Copy out the records verbatim, beginning at the line containing "Where can the hazy" and ending at the line containing "column 878, row 774", both included.

* begin Extracted material *

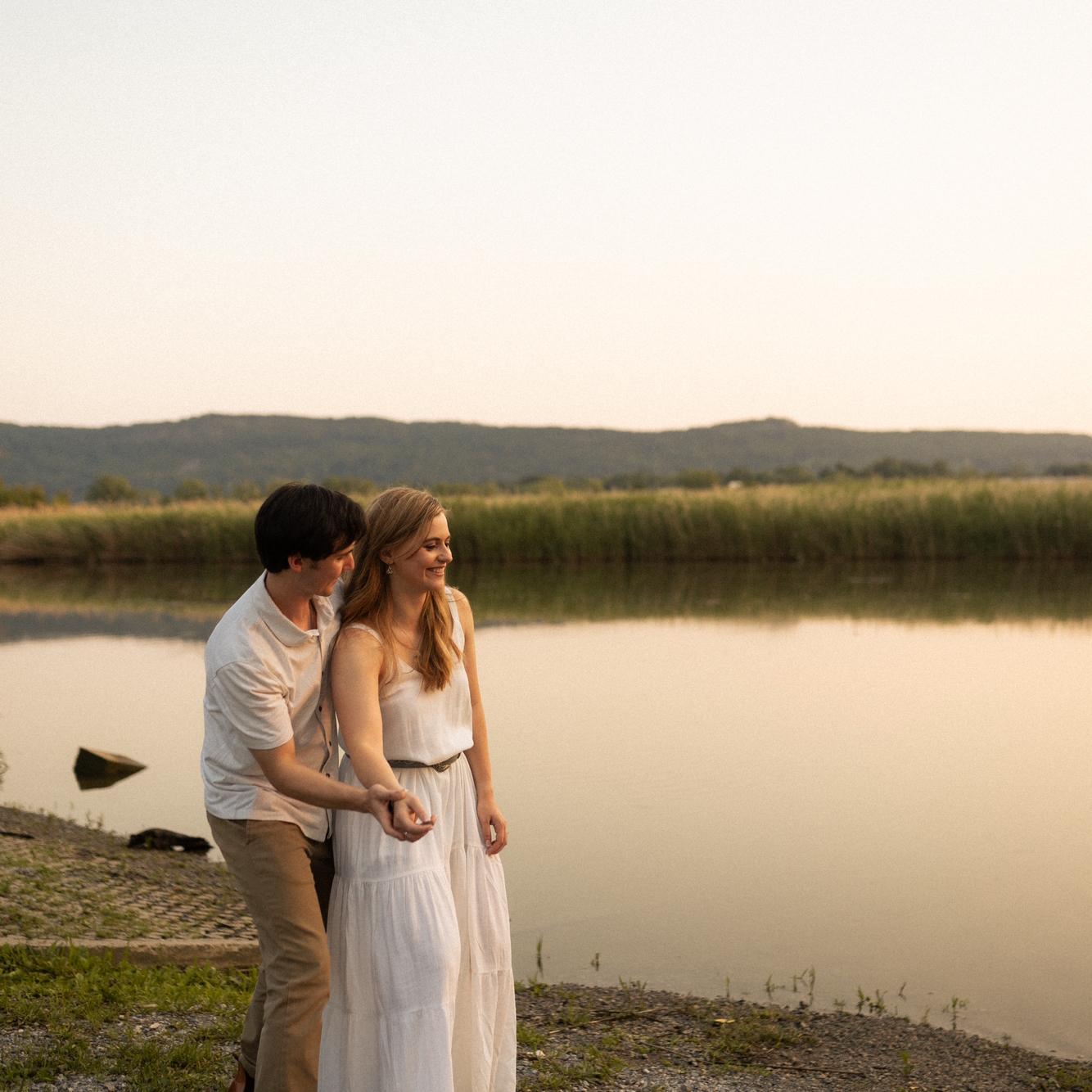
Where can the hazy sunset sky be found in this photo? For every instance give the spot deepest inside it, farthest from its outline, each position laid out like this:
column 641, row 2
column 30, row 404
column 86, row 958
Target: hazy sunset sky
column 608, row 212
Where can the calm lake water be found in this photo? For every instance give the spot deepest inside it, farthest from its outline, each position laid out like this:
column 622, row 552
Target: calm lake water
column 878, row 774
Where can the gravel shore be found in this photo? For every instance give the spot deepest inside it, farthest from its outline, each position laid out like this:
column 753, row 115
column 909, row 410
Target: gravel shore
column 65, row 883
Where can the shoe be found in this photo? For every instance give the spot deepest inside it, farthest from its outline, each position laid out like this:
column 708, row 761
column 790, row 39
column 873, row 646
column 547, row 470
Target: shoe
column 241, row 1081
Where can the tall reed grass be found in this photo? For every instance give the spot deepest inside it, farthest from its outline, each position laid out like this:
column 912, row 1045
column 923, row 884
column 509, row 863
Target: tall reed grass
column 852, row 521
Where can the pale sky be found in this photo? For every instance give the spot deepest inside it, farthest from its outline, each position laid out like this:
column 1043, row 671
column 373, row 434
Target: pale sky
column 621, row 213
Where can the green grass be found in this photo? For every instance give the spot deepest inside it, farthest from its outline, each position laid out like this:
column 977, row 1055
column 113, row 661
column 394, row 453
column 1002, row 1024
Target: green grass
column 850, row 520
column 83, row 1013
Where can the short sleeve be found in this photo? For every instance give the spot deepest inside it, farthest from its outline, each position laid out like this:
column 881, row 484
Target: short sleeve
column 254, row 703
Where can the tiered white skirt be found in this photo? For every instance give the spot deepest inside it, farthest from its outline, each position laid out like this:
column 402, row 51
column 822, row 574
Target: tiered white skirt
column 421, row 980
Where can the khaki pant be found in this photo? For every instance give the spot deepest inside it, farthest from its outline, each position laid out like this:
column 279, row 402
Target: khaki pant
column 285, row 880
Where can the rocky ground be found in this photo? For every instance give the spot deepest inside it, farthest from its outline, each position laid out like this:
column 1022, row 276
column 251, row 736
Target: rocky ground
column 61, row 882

* end Extracted material *
* begin Extracted material *

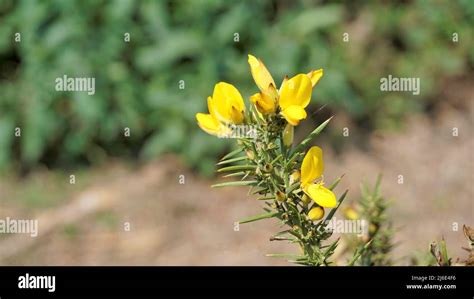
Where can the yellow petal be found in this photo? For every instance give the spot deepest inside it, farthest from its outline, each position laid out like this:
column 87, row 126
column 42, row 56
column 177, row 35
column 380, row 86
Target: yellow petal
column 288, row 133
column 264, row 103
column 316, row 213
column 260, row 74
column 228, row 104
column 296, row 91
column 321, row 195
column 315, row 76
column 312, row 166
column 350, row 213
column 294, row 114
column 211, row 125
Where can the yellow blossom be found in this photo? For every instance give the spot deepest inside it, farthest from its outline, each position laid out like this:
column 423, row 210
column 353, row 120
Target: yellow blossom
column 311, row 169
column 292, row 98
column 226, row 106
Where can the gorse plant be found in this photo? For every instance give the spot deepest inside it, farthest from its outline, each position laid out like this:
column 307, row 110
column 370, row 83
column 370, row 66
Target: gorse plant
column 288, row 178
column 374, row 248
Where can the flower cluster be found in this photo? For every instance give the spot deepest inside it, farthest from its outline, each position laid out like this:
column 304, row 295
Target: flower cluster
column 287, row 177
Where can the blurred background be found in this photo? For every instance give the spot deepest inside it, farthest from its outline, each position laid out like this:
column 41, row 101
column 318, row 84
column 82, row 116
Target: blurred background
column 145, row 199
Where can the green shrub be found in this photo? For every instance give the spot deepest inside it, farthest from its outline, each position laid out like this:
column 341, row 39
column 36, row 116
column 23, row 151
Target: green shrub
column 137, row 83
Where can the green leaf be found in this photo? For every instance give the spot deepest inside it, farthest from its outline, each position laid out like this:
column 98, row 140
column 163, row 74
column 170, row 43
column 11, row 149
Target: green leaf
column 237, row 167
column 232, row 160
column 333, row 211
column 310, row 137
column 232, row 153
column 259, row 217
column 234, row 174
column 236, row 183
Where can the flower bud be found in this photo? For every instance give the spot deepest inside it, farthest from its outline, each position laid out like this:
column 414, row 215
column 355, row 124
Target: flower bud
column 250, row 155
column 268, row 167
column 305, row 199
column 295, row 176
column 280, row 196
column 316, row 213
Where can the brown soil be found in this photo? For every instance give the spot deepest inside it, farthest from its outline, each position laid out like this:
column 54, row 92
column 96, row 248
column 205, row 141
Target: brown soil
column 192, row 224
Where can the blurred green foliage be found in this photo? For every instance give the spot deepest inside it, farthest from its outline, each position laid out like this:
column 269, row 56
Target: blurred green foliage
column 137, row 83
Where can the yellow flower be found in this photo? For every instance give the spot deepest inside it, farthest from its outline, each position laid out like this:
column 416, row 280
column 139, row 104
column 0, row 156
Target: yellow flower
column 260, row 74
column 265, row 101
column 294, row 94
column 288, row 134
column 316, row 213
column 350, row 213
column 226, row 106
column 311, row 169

* end Extracted material *

— Response to this exercise —
Where can the hazy sunset sky be found in this photo? For every instance give the spot deepest inside it, farthest from its outline, each position laid out like this:
column 641, row 2
column 30, row 404
column 86, row 958
Target: hazy sunset sky
column 608, row 212
Where can the calm lake water be found in this photo? For every instance give the spot deepest inside it, farthest from its outline, each position laid out like this:
column 622, row 552
Target: calm lake water
column 878, row 774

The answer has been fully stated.